EXERCISE DETAILS>
From the entries below, return only the lines starting at the one that contains "Where can you see the grass" and ending at the one that contains "Where can you see the dense", exactly as they stand.

RECORD EXCERPTS>

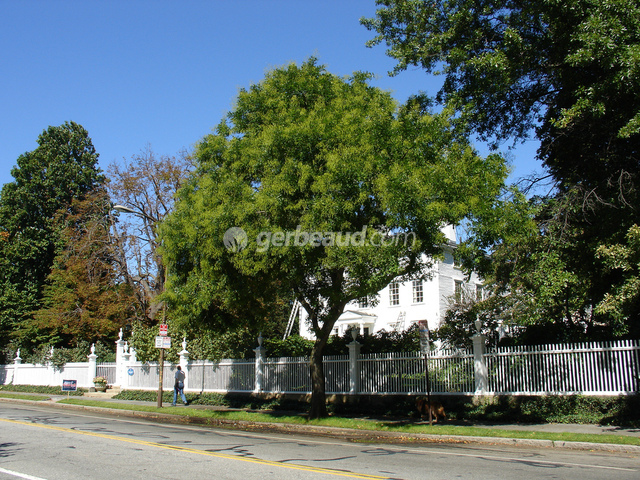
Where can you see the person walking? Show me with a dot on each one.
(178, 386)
* * *
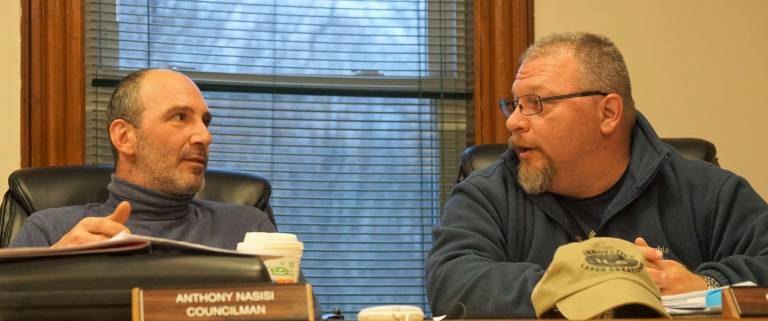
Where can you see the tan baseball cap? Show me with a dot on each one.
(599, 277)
* * *
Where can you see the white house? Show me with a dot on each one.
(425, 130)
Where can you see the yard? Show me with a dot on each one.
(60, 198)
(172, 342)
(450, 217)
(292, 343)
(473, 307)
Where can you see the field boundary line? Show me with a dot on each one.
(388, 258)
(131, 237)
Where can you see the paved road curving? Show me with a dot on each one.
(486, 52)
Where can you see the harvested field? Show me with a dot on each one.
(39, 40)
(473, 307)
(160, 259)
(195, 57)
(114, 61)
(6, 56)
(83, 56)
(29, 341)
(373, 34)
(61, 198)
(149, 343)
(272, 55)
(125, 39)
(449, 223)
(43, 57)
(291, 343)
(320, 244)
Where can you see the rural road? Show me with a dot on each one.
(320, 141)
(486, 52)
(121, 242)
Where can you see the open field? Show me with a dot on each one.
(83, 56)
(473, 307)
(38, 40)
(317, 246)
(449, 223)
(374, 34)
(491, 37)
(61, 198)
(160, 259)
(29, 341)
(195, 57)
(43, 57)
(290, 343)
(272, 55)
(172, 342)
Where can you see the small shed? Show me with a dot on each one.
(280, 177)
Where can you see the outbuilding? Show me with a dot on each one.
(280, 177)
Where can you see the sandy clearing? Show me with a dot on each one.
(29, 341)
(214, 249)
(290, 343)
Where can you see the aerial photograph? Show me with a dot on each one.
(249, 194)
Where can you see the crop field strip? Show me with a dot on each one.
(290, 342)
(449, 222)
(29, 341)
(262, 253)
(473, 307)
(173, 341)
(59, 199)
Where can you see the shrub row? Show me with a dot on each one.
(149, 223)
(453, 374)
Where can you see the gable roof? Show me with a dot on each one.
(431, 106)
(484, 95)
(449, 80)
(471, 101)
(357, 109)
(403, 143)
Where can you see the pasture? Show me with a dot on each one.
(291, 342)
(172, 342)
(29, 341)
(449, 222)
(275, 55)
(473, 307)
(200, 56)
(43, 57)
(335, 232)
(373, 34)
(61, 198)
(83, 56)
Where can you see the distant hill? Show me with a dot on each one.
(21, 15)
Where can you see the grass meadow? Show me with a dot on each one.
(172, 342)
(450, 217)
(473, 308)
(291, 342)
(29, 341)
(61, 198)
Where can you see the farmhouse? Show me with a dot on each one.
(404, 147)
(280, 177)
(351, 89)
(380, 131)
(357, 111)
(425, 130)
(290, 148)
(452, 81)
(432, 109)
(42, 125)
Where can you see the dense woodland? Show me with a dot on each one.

RESPONSE TO THE TASK>
Where can you see the grass meadow? Show me with a dot on each one.
(172, 342)
(450, 217)
(473, 308)
(291, 342)
(29, 341)
(61, 198)
Where can you see the farmhouse? Show me with a dot on each one.
(404, 147)
(280, 177)
(351, 89)
(380, 131)
(357, 111)
(425, 130)
(290, 148)
(452, 81)
(432, 109)
(42, 125)
Where can you see the dense woodland? Show me with a dot on each one.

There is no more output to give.